Brazil election in chaos after attack on far-right frontrunner

Published 07.09.2018 21:38 Modified 07.09.2018 21:38

The run-up to a presidential election in Brazil plunged into chaos on Friday after a knife attack on far-right candidate Jair Bolsonaro put the frontrunner in intensive care just a month before the vote.

Congressman Bolsonaro, who has enraged many Brazilians for years with controversial comments but has a devout following among conservative voters, could take two months to fully recover and will spend at least a week in hospital, said Dr. Luiz Henrique Borsato, who operated on the candidate.The attack on Bolsonaro, 63, is a twist in what was already Brazil's most unpredictable election since the country's return to democracy three decades ago. Corruption investigations have jailed scores of businessmen and politicians in recent years, and alienated voters.

There was fear of violence flaring across Brazil on Friday, as the nation celebrates Independence Day with political groups likely to march in hundreds of cities. Bolsonaro's rival candidates called off campaign activities for Friday.

• [Information shown]
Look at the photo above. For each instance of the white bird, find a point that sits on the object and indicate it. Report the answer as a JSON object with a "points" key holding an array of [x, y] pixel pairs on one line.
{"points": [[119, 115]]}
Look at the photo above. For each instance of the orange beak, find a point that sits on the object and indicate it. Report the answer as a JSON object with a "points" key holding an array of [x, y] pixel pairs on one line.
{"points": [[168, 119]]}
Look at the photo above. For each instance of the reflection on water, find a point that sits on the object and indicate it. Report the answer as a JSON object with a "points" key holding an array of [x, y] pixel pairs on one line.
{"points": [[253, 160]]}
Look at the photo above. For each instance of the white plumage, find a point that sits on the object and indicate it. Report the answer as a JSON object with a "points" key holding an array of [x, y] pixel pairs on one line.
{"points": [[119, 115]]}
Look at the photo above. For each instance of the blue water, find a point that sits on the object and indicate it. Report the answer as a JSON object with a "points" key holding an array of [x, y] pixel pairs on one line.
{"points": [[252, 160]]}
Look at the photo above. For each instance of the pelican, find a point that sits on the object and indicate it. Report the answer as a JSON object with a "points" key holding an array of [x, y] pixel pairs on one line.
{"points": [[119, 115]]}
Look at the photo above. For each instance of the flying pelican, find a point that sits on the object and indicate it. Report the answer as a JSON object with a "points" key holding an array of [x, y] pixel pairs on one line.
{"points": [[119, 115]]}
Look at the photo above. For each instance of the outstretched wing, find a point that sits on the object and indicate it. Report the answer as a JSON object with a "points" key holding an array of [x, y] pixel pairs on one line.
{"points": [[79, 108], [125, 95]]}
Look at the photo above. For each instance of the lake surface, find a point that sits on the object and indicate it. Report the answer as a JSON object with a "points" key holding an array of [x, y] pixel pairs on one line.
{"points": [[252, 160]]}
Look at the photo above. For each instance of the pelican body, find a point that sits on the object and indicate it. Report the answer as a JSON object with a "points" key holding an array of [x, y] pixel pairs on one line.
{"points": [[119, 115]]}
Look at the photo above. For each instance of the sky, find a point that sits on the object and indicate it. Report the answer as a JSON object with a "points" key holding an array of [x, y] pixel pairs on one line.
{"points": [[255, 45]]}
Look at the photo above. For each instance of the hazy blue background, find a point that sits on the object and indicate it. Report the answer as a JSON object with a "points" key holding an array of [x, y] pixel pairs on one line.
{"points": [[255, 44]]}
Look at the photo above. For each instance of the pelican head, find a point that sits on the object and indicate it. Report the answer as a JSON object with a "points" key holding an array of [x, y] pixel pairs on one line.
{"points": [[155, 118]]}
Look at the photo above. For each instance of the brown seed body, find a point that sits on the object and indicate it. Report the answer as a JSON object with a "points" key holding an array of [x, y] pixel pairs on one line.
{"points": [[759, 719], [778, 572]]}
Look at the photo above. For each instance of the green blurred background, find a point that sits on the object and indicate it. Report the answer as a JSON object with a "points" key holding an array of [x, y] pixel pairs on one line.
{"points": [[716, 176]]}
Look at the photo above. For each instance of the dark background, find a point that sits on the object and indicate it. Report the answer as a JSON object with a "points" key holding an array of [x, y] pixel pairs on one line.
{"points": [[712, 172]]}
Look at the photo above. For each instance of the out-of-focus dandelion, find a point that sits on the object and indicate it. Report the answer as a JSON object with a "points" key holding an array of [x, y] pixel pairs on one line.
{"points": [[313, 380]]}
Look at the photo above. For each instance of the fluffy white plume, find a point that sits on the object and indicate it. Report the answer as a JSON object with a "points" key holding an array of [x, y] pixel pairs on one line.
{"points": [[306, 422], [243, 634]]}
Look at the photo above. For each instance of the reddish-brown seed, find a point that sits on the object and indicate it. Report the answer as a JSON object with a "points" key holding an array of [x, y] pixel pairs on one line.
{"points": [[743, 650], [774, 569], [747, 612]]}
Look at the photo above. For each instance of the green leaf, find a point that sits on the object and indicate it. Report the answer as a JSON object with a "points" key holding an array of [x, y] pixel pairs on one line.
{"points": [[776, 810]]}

• [What is required]
Answer these about the article on the Brazil election:
1. How old is Jair Bolsonaro?
2. How long could it take him to fully recover?
3. What did his rival candidates do for Friday?
The data above is separate material with no connection to the article on the Brazil election.

• [Worked solution]
1. He is 63.
2. It could take two months.
3. They called off their campaign activities.